• Task brief
Reproduce every one of the items below word for word, omitting the pictures.

=====

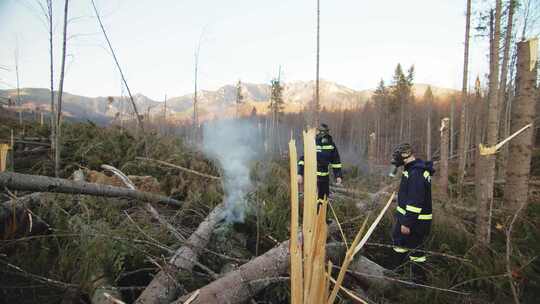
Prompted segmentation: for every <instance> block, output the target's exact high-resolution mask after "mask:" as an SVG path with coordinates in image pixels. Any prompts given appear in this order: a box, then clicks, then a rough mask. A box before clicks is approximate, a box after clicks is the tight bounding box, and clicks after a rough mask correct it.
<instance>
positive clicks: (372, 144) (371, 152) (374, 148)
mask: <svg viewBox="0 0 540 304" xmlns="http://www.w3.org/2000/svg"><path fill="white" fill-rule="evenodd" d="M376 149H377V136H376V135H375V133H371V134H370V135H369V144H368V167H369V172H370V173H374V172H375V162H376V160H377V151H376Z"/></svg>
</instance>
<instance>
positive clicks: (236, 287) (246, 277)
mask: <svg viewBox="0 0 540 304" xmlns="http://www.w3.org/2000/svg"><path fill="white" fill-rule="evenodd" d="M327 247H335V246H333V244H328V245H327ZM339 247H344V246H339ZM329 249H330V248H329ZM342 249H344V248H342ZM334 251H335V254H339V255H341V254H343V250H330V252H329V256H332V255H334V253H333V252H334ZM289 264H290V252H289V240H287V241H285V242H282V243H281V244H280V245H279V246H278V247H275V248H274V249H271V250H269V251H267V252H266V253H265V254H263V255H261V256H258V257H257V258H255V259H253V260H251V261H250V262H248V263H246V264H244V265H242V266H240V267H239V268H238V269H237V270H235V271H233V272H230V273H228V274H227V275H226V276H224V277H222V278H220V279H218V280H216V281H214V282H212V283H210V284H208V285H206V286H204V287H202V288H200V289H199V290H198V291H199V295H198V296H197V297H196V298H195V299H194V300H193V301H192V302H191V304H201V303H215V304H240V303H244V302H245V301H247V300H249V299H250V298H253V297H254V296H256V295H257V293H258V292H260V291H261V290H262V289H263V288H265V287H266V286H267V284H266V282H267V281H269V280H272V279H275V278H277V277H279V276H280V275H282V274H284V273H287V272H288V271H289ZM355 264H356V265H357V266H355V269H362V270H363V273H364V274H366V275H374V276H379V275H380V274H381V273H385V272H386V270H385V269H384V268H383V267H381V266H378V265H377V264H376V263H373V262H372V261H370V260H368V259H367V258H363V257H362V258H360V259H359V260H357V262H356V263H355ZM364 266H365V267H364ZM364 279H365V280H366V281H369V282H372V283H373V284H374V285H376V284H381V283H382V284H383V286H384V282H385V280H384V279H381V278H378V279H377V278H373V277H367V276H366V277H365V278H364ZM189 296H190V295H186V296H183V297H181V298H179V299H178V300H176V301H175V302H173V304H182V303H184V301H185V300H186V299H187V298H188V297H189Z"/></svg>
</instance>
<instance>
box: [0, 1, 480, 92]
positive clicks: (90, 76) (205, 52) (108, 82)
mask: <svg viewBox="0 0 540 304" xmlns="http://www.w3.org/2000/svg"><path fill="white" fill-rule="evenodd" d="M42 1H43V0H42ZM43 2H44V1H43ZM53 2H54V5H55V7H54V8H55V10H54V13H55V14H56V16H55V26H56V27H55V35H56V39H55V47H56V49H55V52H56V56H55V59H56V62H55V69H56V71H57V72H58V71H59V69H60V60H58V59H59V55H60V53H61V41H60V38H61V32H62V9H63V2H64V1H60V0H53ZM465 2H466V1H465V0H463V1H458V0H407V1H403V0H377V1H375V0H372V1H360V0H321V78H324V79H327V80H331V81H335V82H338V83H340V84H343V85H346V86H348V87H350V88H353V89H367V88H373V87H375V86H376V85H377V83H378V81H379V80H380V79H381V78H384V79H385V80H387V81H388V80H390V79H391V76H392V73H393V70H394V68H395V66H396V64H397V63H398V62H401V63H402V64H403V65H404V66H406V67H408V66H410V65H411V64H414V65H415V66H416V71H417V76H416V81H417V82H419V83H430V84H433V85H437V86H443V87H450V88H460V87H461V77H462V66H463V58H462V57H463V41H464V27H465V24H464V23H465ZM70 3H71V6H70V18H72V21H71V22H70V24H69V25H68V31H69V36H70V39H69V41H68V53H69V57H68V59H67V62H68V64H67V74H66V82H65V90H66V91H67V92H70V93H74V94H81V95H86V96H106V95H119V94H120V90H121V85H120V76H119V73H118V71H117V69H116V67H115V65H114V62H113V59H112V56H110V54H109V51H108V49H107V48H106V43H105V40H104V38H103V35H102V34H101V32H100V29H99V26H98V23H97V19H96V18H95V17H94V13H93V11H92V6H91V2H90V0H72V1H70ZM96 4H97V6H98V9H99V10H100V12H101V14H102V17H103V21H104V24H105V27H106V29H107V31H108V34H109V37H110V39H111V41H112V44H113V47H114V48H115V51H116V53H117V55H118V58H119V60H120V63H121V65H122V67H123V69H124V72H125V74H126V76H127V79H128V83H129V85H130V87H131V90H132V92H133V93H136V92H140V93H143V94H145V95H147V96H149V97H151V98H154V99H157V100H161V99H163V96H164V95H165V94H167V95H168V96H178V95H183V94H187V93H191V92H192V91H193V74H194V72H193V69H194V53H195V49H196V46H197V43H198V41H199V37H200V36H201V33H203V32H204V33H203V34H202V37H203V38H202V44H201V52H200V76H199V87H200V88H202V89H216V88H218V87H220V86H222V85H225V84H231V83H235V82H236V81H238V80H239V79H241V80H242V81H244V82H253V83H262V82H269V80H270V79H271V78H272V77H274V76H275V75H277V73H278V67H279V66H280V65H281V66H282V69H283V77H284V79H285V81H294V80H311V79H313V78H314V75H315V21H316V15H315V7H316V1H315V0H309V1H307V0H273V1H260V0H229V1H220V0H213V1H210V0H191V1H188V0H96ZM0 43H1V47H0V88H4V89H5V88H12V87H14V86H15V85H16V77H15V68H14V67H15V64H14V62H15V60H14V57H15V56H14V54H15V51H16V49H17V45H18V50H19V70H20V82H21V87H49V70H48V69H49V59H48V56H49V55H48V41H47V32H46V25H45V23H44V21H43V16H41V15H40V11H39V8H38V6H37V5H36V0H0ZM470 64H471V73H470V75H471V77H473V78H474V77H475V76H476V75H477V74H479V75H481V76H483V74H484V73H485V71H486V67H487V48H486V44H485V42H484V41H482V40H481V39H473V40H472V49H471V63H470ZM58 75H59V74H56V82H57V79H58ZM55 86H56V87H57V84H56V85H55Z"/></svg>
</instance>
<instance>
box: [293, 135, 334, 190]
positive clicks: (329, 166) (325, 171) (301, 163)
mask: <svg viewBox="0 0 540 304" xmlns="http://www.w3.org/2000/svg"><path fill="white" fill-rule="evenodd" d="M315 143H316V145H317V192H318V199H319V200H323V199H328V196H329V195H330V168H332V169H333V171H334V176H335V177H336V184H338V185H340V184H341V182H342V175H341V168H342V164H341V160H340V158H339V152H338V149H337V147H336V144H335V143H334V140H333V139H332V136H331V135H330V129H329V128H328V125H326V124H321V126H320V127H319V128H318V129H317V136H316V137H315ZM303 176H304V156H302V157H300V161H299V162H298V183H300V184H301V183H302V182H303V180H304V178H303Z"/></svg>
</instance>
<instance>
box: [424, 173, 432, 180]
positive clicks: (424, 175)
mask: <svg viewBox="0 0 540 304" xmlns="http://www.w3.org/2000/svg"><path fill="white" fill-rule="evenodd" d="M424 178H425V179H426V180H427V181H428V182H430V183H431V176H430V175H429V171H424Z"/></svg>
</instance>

=====

• Answer space
Prompted segmentation: for every <instance> block, output the target's exact high-resolution mask after "mask:" as an SVG path with coordinates in image pixels. Any prompts given appear in this order: a box, then clicks, then a rough mask. A box before clicks is approximate, a box after clicks is the tight bounding box, and clicks after a rough mask correct it.
<instance>
positive clicks: (372, 144) (371, 152) (374, 148)
mask: <svg viewBox="0 0 540 304" xmlns="http://www.w3.org/2000/svg"><path fill="white" fill-rule="evenodd" d="M376 149H377V136H376V135H375V133H371V134H370V135H369V144H368V167H369V172H370V173H374V172H375V162H376V160H377V151H376Z"/></svg>
</instance>
<instance>
positive clicks: (236, 287) (246, 277)
mask: <svg viewBox="0 0 540 304" xmlns="http://www.w3.org/2000/svg"><path fill="white" fill-rule="evenodd" d="M327 247H335V246H333V244H328V245H327ZM339 247H344V246H339ZM329 249H330V248H329ZM342 249H344V248H342ZM334 251H335V254H339V255H341V254H343V250H330V252H329V256H332V255H334V253H333V252H334ZM289 264H290V252H289V240H287V241H285V242H282V243H281V244H280V245H279V246H278V247H275V248H274V249H271V250H269V251H267V252H266V253H265V254H263V255H261V256H258V257H257V258H255V259H253V260H251V261H250V262H248V263H246V264H244V265H242V266H240V267H239V268H238V269H237V270H235V271H233V272H230V273H228V274H227V275H226V276H224V277H222V278H220V279H218V280H216V281H214V282H212V283H210V284H208V285H206V286H204V287H202V288H200V289H199V290H198V291H199V295H198V296H197V297H196V298H195V299H194V300H193V301H192V302H191V304H201V303H215V304H240V303H244V302H245V301H247V300H249V299H250V298H253V297H254V296H256V295H257V293H258V292H260V291H261V290H262V289H263V288H265V287H266V286H267V284H266V282H267V281H269V280H272V279H275V278H277V277H279V276H280V275H282V274H284V273H287V272H288V271H289ZM355 264H356V265H357V266H355V269H362V270H363V273H364V274H366V275H374V276H379V275H380V274H381V273H385V272H386V270H385V269H384V268H383V267H381V266H378V265H377V264H376V263H373V262H372V261H370V260H368V259H367V258H363V257H362V258H360V259H359V260H357V262H356V263H355ZM364 266H365V267H364ZM364 279H365V280H366V281H369V282H372V283H373V284H374V285H376V284H381V283H382V284H383V286H384V282H385V280H384V279H381V278H378V279H377V278H373V277H367V276H366V277H365V278H364ZM189 296H190V295H186V296H183V297H181V298H179V299H178V300H176V301H175V302H173V304H182V303H184V301H185V300H186V299H187V298H188V297H189Z"/></svg>
</instance>
<instance>
box: [0, 1, 480, 92]
positive clicks: (90, 76) (205, 52) (108, 82)
mask: <svg viewBox="0 0 540 304" xmlns="http://www.w3.org/2000/svg"><path fill="white" fill-rule="evenodd" d="M42 1H43V0H42ZM43 2H44V1H43ZM53 2H54V5H55V7H54V8H55V10H54V13H55V14H56V16H55V26H56V27H55V35H56V39H55V47H56V49H55V52H56V56H55V59H56V62H55V69H56V71H57V72H58V71H59V69H60V60H58V59H59V55H60V53H61V41H60V38H61V32H62V9H63V2H64V1H60V0H53ZM465 2H466V1H465V0H463V1H458V0H407V1H403V0H377V1H375V0H372V1H360V0H321V78H324V79H327V80H331V81H335V82H338V83H340V84H343V85H346V86H348V87H350V88H353V89H367V88H373V87H375V86H376V85H377V83H378V81H379V80H380V79H381V78H384V79H385V80H387V81H388V80H390V79H391V76H392V73H393V70H394V68H395V66H396V64H397V63H398V62H401V63H402V64H403V65H404V66H406V67H408V66H410V65H411V64H414V65H415V66H416V71H417V76H416V81H417V82H419V83H430V84H433V85H437V86H443V87H450V88H460V87H461V77H462V66H463V58H462V57H463V41H464V27H465V24H464V23H465ZM70 3H71V6H70V18H72V21H71V22H70V24H69V25H68V31H69V36H70V39H69V41H68V53H69V57H68V59H67V62H68V64H67V74H66V82H65V90H66V91H67V92H70V93H74V94H81V95H86V96H106V95H119V94H120V90H121V85H120V76H119V73H118V71H117V69H116V67H115V65H114V62H113V59H112V56H110V54H109V51H108V49H107V48H106V43H105V40H104V38H103V35H102V34H101V32H100V29H99V26H98V23H97V19H96V18H95V17H94V13H93V11H92V6H91V2H90V0H72V1H70ZM96 4H97V6H98V9H99V10H100V12H101V14H102V17H103V21H104V24H105V27H106V29H107V31H108V34H109V37H110V39H111V41H112V44H113V47H114V48H115V51H116V53H117V55H118V58H119V60H120V63H121V65H122V67H123V69H124V72H125V74H126V76H127V79H128V83H129V85H130V87H131V90H132V92H133V93H136V92H140V93H143V94H145V95H147V96H149V97H151V98H154V99H157V100H161V99H163V96H164V95H165V94H167V95H168V96H178V95H183V94H187V93H191V92H192V91H193V74H194V72H193V69H194V53H195V49H196V46H197V43H198V41H199V37H200V36H201V33H203V32H204V33H203V34H202V37H203V38H202V44H201V52H200V76H199V87H200V88H202V89H216V88H218V87H220V86H222V85H225V84H231V83H235V82H236V81H238V80H239V79H241V80H242V81H244V82H253V83H262V82H269V80H270V79H271V78H272V77H274V76H275V75H277V73H278V67H279V66H280V65H281V66H282V69H283V77H284V79H285V81H294V80H311V79H313V78H314V75H315V21H316V15H315V7H316V1H315V0H309V1H307V0H273V1H260V0H229V1H220V0H213V1H210V0H191V1H188V0H96ZM0 43H1V47H0V88H4V89H5V88H12V87H14V86H15V85H16V77H15V68H14V67H15V64H14V62H15V60H14V57H15V56H14V54H15V51H16V49H17V45H18V50H19V70H20V82H21V87H49V70H48V69H49V59H48V56H49V55H48V41H47V32H46V25H45V23H44V21H43V16H41V15H40V11H39V8H38V6H37V5H36V0H0ZM470 64H471V73H470V75H471V77H473V78H474V77H475V76H476V75H477V74H479V75H481V76H483V74H484V73H485V71H486V67H487V48H486V44H485V42H484V41H482V40H481V39H473V40H472V49H471V63H470ZM58 75H59V74H56V82H57V79H58ZM55 86H56V87H57V84H56V85H55Z"/></svg>
</instance>
<instance>
box: [293, 135, 334, 190]
positive clicks: (329, 166) (325, 171) (301, 163)
mask: <svg viewBox="0 0 540 304" xmlns="http://www.w3.org/2000/svg"><path fill="white" fill-rule="evenodd" d="M315 143H316V145H317V192H318V199H319V200H323V199H328V196H329V195H330V168H332V169H333V171H334V176H335V177H336V184H338V185H340V184H341V182H342V175H341V168H342V164H341V160H340V158H339V152H338V149H337V147H336V144H335V143H334V140H333V139H332V136H331V135H330V129H329V128H328V125H326V124H321V126H320V127H319V128H318V129H317V136H316V137H315ZM303 176H304V156H302V157H300V161H299V162H298V183H300V184H301V183H302V182H303V180H304V178H303Z"/></svg>
</instance>
<instance>
box: [424, 173, 432, 180]
positive clicks: (424, 175)
mask: <svg viewBox="0 0 540 304" xmlns="http://www.w3.org/2000/svg"><path fill="white" fill-rule="evenodd" d="M424 178H425V179H426V180H427V181H428V182H430V183H431V176H430V175H429V171H424Z"/></svg>
</instance>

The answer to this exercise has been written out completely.